----- Data listing

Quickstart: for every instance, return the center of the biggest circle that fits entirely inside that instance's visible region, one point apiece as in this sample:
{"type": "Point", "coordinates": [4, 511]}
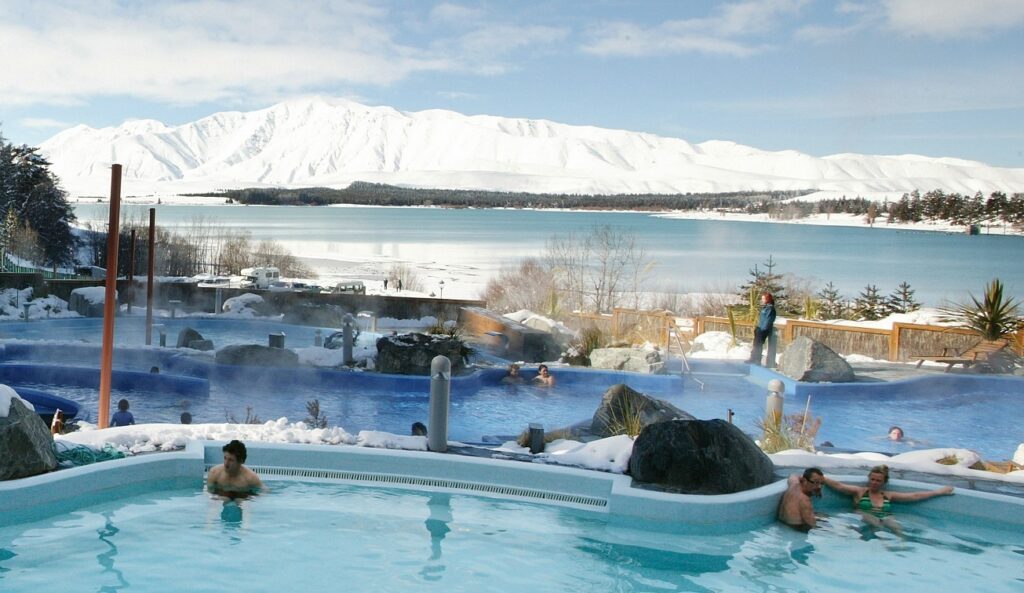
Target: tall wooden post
{"type": "Point", "coordinates": [110, 300]}
{"type": "Point", "coordinates": [148, 277]}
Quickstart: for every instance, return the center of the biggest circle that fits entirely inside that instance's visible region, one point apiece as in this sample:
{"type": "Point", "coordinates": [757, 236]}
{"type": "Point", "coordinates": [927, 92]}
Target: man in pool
{"type": "Point", "coordinates": [796, 508]}
{"type": "Point", "coordinates": [232, 478]}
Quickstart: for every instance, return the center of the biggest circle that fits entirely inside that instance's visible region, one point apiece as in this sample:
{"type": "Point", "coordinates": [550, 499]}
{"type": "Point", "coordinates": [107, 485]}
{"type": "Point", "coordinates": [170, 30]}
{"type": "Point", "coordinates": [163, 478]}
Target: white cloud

----------

• [Required task] Write out every line of the entries above as a JSON list of strings, one string per line, with no blank lines. Leave the pictures out.

• [Correct answer]
[
  "Quickstart: for every instance, return the center of the biggest circle that fits entirely inside that instance's visible region, one point apiece as in this sample:",
  "{\"type\": \"Point\", \"coordinates\": [4, 511]}",
  "Target: tall wooden post",
  "{\"type\": \"Point\", \"coordinates\": [110, 300]}",
  "{\"type\": \"Point\", \"coordinates\": [148, 277]}",
  "Quickstart: for every instance, return the center of the biggest circle that fits entirely inside that instance's visible region, one point apiece as in this sample:",
  "{\"type\": \"Point\", \"coordinates\": [757, 236]}",
  "{\"type\": \"Point\", \"coordinates\": [927, 92]}",
  "Target: man in pool",
  "{\"type\": \"Point\", \"coordinates\": [796, 508]}",
  "{\"type\": \"Point\", \"coordinates\": [232, 478]}",
  "Quickstart: for every instance, return the center of the biggest circle that fits entirely inside that instance's visible region, one point apiece as in this sample:",
  "{\"type\": \"Point\", \"coordinates\": [550, 499]}",
  "{\"type\": \"Point\", \"coordinates\": [107, 485]}",
  "{\"type\": \"Point\", \"coordinates\": [170, 30]}",
  "{\"type\": \"Point\", \"coordinates\": [163, 478]}",
  "Target: white cloud"
]